Format the items between the lines holding "Can you confirm whether any gray building" and "xmin=103 ymin=0 xmax=142 ymax=119", inclusive, as a two-column CSV with the header row item,answer. Give one row per item, with its text under item and its answer under answer, each field in double quotes and any line breaks turned into spaces.

Begin Data for processing

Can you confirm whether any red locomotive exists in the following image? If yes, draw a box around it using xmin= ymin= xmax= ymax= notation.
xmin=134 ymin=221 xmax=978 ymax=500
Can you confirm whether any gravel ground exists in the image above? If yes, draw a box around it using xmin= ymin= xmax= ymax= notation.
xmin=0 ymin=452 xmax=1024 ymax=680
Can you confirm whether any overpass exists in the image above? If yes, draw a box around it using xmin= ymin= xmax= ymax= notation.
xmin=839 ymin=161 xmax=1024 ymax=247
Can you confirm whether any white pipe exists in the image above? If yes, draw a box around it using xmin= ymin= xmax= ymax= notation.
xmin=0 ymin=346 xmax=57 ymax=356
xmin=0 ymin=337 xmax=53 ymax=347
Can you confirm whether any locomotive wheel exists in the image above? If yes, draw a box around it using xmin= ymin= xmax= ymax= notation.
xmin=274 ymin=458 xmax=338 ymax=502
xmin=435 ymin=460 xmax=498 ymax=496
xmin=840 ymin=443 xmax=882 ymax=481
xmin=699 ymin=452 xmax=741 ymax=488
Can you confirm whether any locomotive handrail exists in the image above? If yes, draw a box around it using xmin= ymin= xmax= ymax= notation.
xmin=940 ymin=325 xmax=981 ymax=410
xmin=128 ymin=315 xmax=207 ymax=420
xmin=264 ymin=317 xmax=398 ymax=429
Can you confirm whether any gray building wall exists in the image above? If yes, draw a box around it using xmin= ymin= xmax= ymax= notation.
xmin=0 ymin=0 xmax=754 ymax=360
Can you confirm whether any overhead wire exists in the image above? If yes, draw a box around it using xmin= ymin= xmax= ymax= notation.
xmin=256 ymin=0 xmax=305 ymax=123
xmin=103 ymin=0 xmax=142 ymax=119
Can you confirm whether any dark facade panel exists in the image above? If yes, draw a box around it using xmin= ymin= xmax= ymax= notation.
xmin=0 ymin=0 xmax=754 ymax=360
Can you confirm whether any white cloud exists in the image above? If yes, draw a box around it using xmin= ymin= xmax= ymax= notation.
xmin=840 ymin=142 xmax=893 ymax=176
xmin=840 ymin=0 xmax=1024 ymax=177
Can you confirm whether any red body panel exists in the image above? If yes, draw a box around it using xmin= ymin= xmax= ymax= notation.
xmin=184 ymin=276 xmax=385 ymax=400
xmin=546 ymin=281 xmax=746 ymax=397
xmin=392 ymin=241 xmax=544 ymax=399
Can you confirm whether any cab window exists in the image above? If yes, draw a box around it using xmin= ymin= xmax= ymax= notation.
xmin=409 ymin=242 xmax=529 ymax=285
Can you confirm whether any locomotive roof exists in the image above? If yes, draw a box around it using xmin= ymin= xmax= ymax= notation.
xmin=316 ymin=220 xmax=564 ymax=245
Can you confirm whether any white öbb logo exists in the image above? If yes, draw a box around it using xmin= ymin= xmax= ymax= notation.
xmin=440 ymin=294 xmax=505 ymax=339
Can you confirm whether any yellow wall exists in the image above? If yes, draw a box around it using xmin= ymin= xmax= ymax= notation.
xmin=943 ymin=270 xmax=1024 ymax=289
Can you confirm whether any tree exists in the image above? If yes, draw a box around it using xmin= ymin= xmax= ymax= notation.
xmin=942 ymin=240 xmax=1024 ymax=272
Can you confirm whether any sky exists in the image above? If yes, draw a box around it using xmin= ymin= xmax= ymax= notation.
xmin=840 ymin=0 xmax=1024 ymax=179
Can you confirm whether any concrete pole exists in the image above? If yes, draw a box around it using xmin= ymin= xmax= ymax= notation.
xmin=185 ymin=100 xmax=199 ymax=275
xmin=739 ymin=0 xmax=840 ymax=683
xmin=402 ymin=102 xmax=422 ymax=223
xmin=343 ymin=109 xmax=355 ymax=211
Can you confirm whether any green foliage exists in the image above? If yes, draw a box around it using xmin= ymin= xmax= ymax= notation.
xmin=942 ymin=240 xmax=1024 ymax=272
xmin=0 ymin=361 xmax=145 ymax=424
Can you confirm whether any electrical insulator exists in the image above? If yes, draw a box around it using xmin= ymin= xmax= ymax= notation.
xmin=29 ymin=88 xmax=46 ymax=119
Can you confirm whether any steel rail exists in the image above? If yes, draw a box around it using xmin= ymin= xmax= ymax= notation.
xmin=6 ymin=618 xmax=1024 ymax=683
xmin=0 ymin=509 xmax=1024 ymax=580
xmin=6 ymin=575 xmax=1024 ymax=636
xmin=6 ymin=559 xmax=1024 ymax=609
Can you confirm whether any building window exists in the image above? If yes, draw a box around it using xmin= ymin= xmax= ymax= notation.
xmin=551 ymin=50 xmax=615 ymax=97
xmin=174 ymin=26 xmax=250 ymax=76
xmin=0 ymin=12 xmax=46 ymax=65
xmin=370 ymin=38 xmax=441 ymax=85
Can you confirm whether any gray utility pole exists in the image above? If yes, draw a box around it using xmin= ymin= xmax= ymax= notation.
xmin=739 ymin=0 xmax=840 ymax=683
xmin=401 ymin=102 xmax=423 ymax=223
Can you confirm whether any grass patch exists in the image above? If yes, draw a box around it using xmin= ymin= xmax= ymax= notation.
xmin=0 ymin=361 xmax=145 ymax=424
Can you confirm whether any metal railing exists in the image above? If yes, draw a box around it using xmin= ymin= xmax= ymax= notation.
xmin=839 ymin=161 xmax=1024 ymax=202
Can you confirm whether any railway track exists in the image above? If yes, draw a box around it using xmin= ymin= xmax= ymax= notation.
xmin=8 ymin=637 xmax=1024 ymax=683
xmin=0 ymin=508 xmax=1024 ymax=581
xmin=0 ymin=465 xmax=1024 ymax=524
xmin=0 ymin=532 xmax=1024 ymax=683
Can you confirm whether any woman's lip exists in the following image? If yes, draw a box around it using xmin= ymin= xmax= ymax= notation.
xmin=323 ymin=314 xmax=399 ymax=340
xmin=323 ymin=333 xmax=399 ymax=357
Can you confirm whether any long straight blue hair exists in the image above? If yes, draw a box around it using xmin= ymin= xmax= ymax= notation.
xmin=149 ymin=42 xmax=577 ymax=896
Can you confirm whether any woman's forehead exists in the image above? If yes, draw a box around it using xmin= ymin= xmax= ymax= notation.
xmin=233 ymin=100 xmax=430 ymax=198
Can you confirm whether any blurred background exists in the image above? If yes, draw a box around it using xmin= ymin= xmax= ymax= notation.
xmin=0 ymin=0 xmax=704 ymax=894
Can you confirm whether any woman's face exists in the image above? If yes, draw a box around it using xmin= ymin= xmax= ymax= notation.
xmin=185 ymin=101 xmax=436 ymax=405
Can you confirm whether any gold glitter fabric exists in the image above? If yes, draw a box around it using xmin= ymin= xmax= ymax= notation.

End Data for processing

* **Written answer**:
item,answer
"Can you confirm whether any gray building wall exists in the image above? If yes, draw a box around it using xmin= ymin= xmax= ymax= notation.","xmin=0 ymin=0 xmax=754 ymax=360"
"Can you confirm whether any overhead wire exists in the image above? If yes, draw a box around it using xmin= ymin= xmax= ymax= notation.","xmin=256 ymin=0 xmax=305 ymax=123 xmin=103 ymin=0 xmax=142 ymax=119"